# PROBLEM:
Output only the span of lines that begins at the line containing "For the dataset, tag each instance of the rear windshield" and ends at the last line of the data, both included, exactly as they appear.

[Dataset entries]
========

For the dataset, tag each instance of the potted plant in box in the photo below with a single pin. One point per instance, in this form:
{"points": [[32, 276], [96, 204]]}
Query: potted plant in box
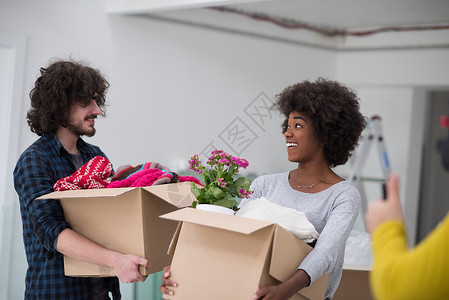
{"points": [[220, 187]]}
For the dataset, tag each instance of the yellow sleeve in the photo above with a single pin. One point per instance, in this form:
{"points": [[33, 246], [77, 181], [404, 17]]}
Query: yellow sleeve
{"points": [[418, 273]]}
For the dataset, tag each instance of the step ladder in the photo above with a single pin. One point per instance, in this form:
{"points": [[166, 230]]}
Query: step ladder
{"points": [[372, 134]]}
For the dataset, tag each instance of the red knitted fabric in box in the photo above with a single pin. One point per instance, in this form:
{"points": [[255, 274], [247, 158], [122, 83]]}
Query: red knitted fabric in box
{"points": [[92, 175]]}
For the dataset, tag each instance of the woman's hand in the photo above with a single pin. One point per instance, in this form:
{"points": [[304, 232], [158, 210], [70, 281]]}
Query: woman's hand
{"points": [[166, 282], [285, 290], [387, 209]]}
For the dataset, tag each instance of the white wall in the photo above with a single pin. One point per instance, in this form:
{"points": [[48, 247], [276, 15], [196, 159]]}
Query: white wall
{"points": [[175, 89], [395, 84]]}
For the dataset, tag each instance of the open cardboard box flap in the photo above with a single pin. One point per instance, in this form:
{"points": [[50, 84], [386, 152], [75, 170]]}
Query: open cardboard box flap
{"points": [[286, 254], [216, 220], [124, 220]]}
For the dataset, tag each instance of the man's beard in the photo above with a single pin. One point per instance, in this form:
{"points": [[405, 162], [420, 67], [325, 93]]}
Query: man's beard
{"points": [[78, 130]]}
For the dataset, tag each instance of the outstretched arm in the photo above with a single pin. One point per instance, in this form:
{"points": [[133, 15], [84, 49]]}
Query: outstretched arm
{"points": [[126, 266], [399, 272]]}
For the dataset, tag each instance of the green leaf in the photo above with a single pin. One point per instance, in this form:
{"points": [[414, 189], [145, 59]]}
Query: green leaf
{"points": [[217, 192]]}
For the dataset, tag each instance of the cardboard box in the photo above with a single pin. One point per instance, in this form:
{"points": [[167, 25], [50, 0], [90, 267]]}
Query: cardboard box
{"points": [[354, 284], [125, 220], [222, 257]]}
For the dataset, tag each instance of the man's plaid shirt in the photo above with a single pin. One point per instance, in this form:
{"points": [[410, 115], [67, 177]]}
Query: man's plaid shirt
{"points": [[38, 168]]}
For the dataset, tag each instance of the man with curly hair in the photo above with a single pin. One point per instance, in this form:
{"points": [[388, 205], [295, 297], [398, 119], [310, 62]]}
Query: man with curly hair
{"points": [[322, 127], [65, 101]]}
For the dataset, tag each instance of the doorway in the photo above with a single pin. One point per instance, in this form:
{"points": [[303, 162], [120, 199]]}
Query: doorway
{"points": [[434, 196]]}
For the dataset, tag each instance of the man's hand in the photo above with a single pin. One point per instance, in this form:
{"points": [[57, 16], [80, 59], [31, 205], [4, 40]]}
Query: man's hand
{"points": [[126, 267], [166, 282], [284, 291], [272, 292], [387, 209]]}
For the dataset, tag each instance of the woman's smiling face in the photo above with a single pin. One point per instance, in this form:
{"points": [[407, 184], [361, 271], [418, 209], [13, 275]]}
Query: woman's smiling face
{"points": [[302, 145]]}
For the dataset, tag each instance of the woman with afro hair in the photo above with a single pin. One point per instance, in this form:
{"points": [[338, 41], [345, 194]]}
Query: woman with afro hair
{"points": [[322, 127]]}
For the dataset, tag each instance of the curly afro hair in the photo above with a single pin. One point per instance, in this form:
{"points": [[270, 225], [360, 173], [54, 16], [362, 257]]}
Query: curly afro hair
{"points": [[61, 85], [334, 111]]}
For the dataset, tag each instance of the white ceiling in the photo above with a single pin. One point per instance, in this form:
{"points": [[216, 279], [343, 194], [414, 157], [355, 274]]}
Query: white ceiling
{"points": [[344, 15], [350, 14]]}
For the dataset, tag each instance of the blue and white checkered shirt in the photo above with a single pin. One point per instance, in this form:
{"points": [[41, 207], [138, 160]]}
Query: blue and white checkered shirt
{"points": [[38, 168]]}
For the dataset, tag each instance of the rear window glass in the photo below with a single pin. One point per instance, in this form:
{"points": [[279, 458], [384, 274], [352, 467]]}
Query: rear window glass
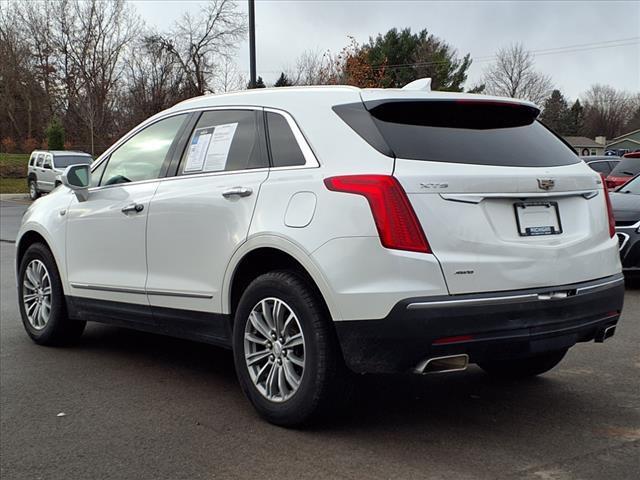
{"points": [[627, 167], [63, 161], [472, 132]]}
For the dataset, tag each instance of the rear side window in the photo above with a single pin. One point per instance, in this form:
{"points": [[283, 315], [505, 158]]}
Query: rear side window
{"points": [[285, 151], [471, 132], [627, 167], [225, 140]]}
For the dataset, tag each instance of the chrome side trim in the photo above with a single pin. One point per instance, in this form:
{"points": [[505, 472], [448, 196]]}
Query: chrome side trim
{"points": [[108, 288], [551, 295], [478, 197], [599, 286], [140, 291], [474, 301], [177, 293]]}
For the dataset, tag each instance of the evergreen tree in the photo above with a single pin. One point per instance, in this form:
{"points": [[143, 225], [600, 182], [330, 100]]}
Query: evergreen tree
{"points": [[55, 135], [555, 114], [283, 81], [407, 56], [575, 119]]}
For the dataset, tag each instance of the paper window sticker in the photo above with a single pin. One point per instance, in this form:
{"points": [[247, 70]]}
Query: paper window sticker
{"points": [[198, 149], [216, 159]]}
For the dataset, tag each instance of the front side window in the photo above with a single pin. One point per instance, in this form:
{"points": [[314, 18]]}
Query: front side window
{"points": [[285, 151], [63, 161], [224, 140], [143, 155]]}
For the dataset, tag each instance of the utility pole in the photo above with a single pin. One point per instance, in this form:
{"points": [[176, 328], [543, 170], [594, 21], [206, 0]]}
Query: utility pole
{"points": [[252, 44]]}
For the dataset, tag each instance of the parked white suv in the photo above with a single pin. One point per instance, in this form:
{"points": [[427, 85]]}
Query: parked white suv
{"points": [[46, 167], [311, 229]]}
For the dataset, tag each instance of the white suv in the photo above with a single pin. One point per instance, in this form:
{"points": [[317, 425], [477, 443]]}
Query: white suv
{"points": [[46, 167], [313, 229]]}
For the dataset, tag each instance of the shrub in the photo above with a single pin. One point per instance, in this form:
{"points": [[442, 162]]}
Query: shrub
{"points": [[29, 145], [55, 135], [8, 144]]}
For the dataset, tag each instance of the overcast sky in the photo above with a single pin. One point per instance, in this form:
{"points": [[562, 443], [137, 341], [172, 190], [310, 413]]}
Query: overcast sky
{"points": [[285, 29]]}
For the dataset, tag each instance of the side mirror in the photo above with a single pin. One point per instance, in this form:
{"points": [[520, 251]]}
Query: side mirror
{"points": [[77, 178]]}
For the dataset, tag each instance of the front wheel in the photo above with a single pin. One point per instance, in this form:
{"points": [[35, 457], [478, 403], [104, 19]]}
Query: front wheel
{"points": [[34, 193], [41, 299], [523, 367], [286, 355]]}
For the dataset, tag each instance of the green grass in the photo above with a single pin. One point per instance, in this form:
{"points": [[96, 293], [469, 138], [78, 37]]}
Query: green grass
{"points": [[13, 185]]}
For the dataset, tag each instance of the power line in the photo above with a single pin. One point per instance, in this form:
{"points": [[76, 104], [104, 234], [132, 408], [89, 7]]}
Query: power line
{"points": [[621, 42]]}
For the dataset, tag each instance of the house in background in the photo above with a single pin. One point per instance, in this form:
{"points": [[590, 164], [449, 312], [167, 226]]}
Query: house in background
{"points": [[629, 141], [586, 147]]}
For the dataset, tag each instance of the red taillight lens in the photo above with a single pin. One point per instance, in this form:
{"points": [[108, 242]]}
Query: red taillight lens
{"points": [[612, 221], [395, 219]]}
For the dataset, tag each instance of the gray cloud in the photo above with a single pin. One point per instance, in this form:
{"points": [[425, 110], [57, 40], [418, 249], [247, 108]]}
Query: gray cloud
{"points": [[284, 29]]}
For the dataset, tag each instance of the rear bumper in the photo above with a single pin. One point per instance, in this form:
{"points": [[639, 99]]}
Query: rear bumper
{"points": [[484, 326]]}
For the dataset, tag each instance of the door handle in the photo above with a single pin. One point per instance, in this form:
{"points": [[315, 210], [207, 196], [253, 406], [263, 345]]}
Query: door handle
{"points": [[237, 191], [133, 207]]}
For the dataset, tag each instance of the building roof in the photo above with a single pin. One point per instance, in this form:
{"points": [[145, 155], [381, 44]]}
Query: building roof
{"points": [[583, 142]]}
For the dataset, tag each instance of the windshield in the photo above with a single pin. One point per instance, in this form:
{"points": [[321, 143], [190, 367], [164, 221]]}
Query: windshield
{"points": [[63, 161], [632, 187]]}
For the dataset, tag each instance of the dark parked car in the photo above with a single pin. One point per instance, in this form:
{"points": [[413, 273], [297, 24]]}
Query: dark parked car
{"points": [[628, 167], [626, 211], [602, 163]]}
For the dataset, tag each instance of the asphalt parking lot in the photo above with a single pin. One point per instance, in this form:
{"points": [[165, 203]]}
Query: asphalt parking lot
{"points": [[143, 406]]}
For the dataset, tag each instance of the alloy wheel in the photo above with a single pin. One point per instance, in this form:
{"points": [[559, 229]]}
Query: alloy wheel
{"points": [[36, 294], [274, 349]]}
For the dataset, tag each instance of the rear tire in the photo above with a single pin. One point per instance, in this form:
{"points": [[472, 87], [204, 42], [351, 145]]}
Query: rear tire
{"points": [[300, 390], [41, 300], [523, 367], [34, 193]]}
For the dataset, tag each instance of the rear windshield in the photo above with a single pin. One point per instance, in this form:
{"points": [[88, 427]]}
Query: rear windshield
{"points": [[63, 161], [626, 167], [473, 132]]}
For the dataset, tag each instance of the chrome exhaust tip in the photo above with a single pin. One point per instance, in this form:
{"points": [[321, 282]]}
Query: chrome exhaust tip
{"points": [[605, 333], [450, 363]]}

========

# EXERCISE ANSWER:
For the dataset, tag each instance of the rear windshield in the photo above with a single pin. One point per instance, in this form:
{"points": [[88, 427]]}
Query: rear windshield
{"points": [[63, 161], [626, 167], [473, 132]]}
For the dataset, tag each instance of the chrome exhaust tip in the photo above with a single pin. One point per instance, in this form:
{"points": [[321, 282]]}
Query: chrome exhaust tip
{"points": [[605, 333], [450, 363]]}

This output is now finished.